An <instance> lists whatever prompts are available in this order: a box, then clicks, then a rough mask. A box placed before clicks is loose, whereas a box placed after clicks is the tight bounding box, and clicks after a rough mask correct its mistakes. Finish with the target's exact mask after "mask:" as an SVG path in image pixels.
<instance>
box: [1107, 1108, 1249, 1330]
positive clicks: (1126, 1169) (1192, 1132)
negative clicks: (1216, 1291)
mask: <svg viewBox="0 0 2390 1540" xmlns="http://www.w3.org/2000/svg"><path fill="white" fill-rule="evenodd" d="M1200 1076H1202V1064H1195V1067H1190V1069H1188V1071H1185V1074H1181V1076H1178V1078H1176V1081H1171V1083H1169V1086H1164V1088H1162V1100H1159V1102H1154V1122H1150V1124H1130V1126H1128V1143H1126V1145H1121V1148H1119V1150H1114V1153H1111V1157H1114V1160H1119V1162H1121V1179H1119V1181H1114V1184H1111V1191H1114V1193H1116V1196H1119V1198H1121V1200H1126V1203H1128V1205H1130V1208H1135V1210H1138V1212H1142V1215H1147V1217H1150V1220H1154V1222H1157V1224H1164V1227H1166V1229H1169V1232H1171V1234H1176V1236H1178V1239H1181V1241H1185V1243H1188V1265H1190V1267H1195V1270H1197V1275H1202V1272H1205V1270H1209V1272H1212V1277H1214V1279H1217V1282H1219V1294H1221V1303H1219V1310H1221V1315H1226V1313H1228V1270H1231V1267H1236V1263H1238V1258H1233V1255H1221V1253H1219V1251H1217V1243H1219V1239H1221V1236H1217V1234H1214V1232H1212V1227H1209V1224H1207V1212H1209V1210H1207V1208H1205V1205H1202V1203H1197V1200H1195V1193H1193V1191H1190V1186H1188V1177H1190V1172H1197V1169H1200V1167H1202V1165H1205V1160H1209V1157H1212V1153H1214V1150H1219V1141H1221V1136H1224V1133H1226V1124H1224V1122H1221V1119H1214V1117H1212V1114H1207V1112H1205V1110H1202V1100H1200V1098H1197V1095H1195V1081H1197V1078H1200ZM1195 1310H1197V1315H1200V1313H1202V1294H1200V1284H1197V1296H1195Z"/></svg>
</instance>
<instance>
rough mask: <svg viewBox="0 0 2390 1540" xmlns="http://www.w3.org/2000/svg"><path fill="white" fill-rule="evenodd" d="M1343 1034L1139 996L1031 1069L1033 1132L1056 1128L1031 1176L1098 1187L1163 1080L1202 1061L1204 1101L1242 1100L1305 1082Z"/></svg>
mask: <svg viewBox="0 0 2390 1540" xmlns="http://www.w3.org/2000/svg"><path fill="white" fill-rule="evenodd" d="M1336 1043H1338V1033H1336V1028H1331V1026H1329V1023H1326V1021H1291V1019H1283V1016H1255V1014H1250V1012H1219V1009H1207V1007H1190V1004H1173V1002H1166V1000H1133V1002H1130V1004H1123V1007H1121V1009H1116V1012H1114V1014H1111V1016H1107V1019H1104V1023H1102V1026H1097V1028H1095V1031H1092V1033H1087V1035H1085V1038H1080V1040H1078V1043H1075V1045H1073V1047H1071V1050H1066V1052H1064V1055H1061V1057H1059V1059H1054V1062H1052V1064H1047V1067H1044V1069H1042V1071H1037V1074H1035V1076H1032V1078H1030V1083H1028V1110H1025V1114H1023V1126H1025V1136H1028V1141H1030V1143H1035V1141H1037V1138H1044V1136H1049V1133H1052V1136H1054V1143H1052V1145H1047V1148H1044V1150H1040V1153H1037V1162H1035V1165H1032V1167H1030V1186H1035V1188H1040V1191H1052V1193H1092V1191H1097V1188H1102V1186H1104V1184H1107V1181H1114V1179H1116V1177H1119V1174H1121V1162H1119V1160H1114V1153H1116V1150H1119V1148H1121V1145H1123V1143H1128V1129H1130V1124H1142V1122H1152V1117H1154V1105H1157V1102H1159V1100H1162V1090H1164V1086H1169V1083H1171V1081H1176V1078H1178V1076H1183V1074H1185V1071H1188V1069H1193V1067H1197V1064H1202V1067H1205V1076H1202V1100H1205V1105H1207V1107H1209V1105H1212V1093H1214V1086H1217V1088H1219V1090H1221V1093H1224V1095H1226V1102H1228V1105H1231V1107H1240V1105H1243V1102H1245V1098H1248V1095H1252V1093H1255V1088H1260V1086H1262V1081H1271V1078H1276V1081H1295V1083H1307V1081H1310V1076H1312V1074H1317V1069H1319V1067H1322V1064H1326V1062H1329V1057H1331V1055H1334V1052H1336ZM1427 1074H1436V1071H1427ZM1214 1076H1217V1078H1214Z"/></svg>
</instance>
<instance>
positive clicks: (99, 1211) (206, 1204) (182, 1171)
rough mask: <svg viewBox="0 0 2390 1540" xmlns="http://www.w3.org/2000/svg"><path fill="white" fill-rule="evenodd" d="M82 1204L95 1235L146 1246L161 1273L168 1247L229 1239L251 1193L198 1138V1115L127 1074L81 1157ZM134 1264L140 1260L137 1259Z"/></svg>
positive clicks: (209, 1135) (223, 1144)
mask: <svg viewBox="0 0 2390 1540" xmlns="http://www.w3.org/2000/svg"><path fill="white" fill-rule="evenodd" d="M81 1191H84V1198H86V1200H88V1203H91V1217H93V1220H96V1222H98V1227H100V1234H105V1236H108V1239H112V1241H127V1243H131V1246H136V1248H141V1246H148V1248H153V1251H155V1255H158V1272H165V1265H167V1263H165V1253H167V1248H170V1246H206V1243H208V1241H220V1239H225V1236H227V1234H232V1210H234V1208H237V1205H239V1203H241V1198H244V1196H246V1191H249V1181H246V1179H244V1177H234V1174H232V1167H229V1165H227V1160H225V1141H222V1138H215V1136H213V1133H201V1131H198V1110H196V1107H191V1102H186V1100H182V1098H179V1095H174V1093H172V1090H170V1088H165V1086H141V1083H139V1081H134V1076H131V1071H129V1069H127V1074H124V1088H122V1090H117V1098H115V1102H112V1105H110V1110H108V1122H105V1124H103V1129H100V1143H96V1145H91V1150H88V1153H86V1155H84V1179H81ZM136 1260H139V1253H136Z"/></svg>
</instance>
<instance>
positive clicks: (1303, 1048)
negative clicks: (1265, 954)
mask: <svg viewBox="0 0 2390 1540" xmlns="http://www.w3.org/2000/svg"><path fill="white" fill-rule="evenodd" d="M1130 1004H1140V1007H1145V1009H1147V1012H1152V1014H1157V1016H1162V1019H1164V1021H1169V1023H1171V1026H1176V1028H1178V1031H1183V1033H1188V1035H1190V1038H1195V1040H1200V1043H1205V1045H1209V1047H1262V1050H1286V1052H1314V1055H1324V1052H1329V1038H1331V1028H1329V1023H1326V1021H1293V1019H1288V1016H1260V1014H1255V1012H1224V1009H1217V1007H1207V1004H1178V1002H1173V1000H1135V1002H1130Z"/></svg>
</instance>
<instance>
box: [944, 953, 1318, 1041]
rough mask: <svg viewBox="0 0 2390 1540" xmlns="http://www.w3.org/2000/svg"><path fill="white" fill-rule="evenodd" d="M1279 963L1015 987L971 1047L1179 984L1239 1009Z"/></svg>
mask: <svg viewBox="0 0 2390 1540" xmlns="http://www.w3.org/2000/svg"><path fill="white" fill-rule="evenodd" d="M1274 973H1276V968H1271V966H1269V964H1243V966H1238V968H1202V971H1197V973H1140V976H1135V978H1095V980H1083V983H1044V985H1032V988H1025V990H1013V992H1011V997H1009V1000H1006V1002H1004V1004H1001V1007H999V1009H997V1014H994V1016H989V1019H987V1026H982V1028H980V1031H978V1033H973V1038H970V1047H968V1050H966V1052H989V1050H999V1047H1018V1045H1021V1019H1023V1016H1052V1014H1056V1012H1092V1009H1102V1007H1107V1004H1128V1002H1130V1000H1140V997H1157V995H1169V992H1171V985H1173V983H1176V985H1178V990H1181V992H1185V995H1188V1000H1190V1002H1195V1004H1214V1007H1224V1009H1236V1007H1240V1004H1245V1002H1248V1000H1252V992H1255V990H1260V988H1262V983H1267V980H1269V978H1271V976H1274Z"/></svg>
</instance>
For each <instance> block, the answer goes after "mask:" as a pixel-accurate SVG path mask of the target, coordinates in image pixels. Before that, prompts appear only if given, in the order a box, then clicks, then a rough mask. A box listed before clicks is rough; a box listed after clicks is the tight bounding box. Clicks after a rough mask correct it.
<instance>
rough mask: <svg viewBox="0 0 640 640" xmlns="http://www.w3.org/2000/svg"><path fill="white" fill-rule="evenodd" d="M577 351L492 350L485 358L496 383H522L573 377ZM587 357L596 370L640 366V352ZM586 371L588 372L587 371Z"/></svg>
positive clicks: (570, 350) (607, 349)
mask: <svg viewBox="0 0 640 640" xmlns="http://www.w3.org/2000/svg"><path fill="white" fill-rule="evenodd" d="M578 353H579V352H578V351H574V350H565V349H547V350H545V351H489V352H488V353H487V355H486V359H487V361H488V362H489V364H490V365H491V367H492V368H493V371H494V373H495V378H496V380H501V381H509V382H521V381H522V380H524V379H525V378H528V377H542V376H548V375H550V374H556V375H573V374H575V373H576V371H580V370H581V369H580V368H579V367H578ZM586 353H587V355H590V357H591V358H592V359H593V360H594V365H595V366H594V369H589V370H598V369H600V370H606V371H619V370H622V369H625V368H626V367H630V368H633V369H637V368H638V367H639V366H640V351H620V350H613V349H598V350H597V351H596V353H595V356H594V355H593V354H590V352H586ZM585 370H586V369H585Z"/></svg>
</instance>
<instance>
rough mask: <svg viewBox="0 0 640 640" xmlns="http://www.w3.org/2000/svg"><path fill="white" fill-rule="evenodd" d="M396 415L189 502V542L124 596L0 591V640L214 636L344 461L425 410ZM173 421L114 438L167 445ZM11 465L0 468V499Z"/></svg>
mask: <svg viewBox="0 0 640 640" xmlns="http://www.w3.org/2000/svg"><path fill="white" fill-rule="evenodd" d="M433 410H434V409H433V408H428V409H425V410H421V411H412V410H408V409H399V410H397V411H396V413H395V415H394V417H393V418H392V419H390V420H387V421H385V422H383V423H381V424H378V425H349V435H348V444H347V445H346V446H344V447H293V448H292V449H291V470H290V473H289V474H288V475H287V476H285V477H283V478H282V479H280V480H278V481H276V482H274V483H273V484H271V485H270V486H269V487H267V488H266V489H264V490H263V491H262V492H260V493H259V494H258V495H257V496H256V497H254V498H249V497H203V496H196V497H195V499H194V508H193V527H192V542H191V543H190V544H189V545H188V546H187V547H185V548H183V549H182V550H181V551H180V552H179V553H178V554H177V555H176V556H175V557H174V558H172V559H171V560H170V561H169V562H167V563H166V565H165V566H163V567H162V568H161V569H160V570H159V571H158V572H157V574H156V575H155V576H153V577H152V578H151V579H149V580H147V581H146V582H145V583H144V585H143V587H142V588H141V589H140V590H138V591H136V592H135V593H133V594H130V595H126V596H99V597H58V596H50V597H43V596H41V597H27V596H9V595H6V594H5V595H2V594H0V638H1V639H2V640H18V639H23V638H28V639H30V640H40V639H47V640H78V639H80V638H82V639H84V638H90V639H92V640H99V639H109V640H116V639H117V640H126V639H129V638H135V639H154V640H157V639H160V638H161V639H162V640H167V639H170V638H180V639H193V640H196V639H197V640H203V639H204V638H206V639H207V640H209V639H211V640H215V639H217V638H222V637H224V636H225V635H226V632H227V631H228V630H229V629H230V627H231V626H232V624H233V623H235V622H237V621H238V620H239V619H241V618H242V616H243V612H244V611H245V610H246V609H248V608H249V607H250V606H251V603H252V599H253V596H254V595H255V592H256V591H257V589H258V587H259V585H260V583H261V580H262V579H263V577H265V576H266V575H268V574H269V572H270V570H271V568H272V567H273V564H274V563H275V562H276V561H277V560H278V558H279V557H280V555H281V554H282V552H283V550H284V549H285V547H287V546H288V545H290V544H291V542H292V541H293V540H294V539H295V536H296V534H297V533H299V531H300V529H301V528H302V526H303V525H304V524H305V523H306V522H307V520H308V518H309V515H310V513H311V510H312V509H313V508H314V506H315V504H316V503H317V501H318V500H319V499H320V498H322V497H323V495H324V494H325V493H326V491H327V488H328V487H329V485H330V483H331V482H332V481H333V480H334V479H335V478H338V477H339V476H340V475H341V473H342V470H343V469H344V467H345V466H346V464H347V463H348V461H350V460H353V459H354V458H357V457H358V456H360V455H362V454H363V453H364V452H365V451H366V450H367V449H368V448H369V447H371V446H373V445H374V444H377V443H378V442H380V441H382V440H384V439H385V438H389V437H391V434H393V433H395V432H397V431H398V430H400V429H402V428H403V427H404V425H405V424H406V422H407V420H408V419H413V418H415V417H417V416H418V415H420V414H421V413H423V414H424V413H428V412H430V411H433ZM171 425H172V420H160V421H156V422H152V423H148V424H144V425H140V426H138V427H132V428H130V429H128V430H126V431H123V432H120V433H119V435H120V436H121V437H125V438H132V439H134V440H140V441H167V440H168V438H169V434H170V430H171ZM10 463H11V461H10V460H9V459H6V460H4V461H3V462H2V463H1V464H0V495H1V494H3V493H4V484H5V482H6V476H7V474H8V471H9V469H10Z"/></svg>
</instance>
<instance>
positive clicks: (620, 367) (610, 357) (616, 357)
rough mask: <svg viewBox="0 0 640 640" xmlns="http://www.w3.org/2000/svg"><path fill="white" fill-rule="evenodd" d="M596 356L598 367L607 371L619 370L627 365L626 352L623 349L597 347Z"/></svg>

• **Your objective**: Pull out every line in the records containing the string "positive" and copy each of those lines. Case counts.

• **Response area**:
positive clicks: (1126, 1169) (1192, 1132)
positive clicks: (99, 1211) (206, 1204) (182, 1171)
positive clicks: (209, 1135) (223, 1144)
positive clicks: (1303, 1048)
positive clicks: (570, 350) (607, 349)
positive clicks: (620, 367) (610, 357) (616, 357)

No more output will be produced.